WHAT TO WORK ON =
Copy each of the following lines out word for word, keeping them in the same order.

----------------

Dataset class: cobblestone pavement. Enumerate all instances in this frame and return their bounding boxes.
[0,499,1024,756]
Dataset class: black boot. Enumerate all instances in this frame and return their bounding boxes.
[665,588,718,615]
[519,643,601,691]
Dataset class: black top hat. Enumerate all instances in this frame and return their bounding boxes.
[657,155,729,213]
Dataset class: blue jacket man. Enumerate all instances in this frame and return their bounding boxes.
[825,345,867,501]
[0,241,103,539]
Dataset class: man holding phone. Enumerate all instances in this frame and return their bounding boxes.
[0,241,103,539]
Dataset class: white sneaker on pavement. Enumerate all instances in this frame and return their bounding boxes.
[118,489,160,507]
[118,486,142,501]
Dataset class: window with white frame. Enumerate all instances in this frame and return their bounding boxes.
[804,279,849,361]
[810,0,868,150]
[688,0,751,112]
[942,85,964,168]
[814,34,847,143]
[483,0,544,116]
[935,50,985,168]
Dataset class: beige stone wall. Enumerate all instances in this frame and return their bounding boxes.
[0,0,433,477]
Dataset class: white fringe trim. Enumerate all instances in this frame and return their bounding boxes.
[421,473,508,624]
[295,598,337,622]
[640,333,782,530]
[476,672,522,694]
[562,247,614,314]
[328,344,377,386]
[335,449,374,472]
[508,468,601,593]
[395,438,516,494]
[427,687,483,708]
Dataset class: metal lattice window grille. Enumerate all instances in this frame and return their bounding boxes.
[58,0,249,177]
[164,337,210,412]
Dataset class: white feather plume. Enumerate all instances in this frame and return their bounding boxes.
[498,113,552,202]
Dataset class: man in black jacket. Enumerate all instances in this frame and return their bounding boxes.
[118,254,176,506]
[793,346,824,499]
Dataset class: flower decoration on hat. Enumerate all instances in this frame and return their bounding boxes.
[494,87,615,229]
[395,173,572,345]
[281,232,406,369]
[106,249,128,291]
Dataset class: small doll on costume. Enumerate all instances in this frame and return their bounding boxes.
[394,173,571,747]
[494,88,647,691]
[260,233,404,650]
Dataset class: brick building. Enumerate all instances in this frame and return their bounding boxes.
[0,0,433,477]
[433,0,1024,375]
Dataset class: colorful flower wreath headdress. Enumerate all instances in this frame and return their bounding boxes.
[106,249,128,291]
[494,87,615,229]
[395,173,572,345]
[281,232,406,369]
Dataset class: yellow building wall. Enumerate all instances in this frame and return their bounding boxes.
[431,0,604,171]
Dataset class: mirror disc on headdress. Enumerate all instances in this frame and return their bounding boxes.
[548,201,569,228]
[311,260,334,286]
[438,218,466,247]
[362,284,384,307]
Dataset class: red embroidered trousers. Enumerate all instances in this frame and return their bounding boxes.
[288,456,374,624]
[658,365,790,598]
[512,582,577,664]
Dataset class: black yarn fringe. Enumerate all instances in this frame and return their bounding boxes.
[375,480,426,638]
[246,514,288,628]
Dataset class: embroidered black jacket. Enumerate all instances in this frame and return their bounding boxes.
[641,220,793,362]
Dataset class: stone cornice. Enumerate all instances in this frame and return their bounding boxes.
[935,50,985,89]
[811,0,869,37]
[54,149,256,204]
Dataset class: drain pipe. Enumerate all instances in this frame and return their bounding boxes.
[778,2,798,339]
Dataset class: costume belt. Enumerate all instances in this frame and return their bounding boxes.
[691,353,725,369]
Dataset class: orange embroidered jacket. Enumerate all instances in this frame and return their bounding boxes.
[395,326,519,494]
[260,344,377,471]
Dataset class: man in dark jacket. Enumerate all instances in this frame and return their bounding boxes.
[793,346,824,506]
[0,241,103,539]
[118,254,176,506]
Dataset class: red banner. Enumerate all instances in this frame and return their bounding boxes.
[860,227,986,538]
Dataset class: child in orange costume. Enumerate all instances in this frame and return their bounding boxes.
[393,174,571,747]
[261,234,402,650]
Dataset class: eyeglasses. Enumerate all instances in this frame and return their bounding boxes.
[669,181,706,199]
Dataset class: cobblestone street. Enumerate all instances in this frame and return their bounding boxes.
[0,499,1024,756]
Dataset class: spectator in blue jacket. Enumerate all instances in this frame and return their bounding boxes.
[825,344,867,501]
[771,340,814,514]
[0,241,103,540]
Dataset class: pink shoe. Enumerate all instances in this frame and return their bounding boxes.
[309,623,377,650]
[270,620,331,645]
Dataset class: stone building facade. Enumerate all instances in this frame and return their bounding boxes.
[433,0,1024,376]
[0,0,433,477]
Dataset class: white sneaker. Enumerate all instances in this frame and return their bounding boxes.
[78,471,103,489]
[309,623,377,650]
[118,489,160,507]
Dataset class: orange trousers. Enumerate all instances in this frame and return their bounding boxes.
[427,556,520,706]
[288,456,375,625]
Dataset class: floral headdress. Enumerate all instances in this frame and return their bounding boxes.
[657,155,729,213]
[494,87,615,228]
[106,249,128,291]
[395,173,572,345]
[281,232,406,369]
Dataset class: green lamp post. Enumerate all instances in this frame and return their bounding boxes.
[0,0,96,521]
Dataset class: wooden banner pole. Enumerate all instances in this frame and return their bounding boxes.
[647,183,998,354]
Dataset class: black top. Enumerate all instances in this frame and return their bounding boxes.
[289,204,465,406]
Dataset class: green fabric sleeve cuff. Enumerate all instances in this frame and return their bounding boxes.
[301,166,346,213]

----------------

SOLUTION TO THIS EXERCISE =
Dataset class: cobblestone pavement. Enumerate all instances in this frame and return their bounding boxes.
[0,499,1024,756]
Dataset class: black boot. Enumerate all instances in this frame and return their bounding boxes.
[665,588,718,615]
[519,643,601,691]
Dataset class: black top hat. Enumerate all instances in this frame and return their bounding boxes.
[657,155,729,213]
Dataset class: blue jacket man. Enumerate all instances in this frame and return their bounding boxes.
[825,345,867,501]
[0,241,103,539]
Dataset class: man holding phone. Enumerate all instances in this frame and return their bounding boxes.
[0,241,103,539]
Dataset class: white sneaker on pavement. Enumerate all instances in this frame and return their bounding boxes.
[118,489,160,507]
[118,486,142,501]
Dataset class: window with white frame. Enumerate all instances in this frame and return their bounding boxes.
[804,279,849,361]
[810,0,868,150]
[688,0,751,112]
[942,85,964,168]
[814,34,847,143]
[483,0,544,116]
[935,50,985,168]
Dataset class: beige stone wall. Enumerate all instances in this frame and return their bounding boxes.
[0,0,433,477]
Dataset class: white fringe trim. Enumerate all instances in this frame and return their bounding boxes.
[421,473,508,624]
[295,598,337,622]
[640,333,782,530]
[476,672,522,694]
[562,247,614,314]
[328,344,377,386]
[335,449,374,472]
[508,468,601,593]
[395,438,516,494]
[427,687,483,708]
Dataset class: metal lattice window grille. Enumerate all instances in this frame and return their bounding boxes.
[58,0,249,177]
[164,337,210,412]
Dataset class: white feather plume. Enumerate all instances in this frame and return their bounding boxes.
[498,113,552,202]
Dataset class: man in black jacket. Enumerate all instances in this frame and return their bounding boxes.
[118,254,176,506]
[793,346,824,499]
Dataset class: flower decoration on hat. Enumerate all instances in this frame and return their bounding boxes.
[494,87,615,229]
[395,173,572,345]
[281,232,406,369]
[106,249,128,291]
Dataset class: small doll on costume. Enumerate all instances in this frame and return their bounding boxes.
[394,173,571,747]
[494,88,647,691]
[260,233,404,650]
Dataset class: brick building. Enumerate all instances in this frame and return their bounding boxes.
[0,0,433,477]
[433,0,1024,375]
Dataset class: colorful flower wreath headdress. Enumerate all instances in this frame and return their bounding boxes.
[106,249,128,291]
[494,87,615,229]
[395,173,572,345]
[281,232,406,369]
Dataset class: yellow building wall. Enumerate all instances in this frame and return their bounding boxes.
[431,0,604,171]
Dataset class: mirror disc on headdress. Enumerate all instances in this frame and return their bounding boxes.
[548,201,569,228]
[311,260,334,286]
[438,218,466,247]
[362,284,384,307]
Dataset class: red embroidered trousers. Enumerate all instances in this frame and return their bounding boxes.
[288,456,374,624]
[658,365,790,598]
[512,582,577,664]
Dataset class: black yarn fringe. Enumerate all instances in this frame and return their bounding boxes.
[375,480,426,638]
[246,514,288,628]
Dataset class: embroidered black jacket. Enumerate all instances in this frame and return their bounding boxes.
[641,220,793,362]
Dataset class: stone cornice. Enumerate all instances in this frame and return their bounding boxes.
[935,50,985,89]
[811,0,869,37]
[54,149,256,204]
Dataset class: drain pipe. Enumerate all instances in this frame and return their bounding boxes.
[778,2,798,339]
Dataset class: costume belt. Enumerate all instances in this frame and return their bounding boxes.
[691,353,725,369]
Dataset class: orange embroidered jacket. Enumerate all instances in this frame and return their bounding boxes.
[395,326,519,494]
[260,344,377,471]
Dataset class: man in dark jacket. Enumerate all instances in this frame and return their bounding boxes.
[793,346,824,506]
[0,241,103,539]
[118,254,176,506]
Dataset class: red banner. Enumerate all instances in this frame and return their bounding boxes.
[860,227,986,538]
Dataset class: child in orange costume. Enumerate all instances in this frame and return their bounding boxes.
[393,174,571,747]
[261,234,402,650]
Dataset class: eyeglasses. Enumerate all instances in this frame and return their bounding boxes.
[669,181,706,199]
Dataset class: cobblestone street. Enumerate all instances in this frame and return their bounding boxes.
[0,499,1024,756]
Dataset class: spectator in blue jacket. Enumerate all instances in this frame and return their bounding boxes.
[825,344,867,501]
[771,340,814,514]
[0,241,103,540]
Dataset class: pink shoe. Enumerate all instances in this frame and return their bounding boxes.
[309,623,377,650]
[270,620,331,645]
Dataset class: stone building facade. Enumerate all instances in this frame and return their bounding boxes.
[433,0,1024,376]
[0,0,433,477]
Dataset class: white sneaker. Enumerate all instances in this frame and return their bounding boxes.
[78,471,103,489]
[309,623,377,650]
[118,489,160,507]
Dataset class: orange trousers. Enumerate all instances in this frame and return their bounding boxes.
[427,556,520,706]
[288,456,375,625]
Dataset class: floral headdress. Enumerate all instances in this frame and return their bounding boxes.
[657,155,729,213]
[494,87,615,228]
[106,249,128,291]
[395,173,572,345]
[281,232,406,369]
Dataset class: green lamp post. Enumerate all instances in this frame and return their bounding boxes.
[0,0,96,521]
Dataset class: wooden banner pole. Enumerate all instances in this frame and return their bounding boxes.
[647,183,998,354]
Dataset class: black top. Enumerate all instances in this frame and return their bounding boxes.
[289,204,465,406]
Dataset class: green fabric sleeve cuff. Enumerate all instances in this frame and return their bounding boxes.
[301,166,346,213]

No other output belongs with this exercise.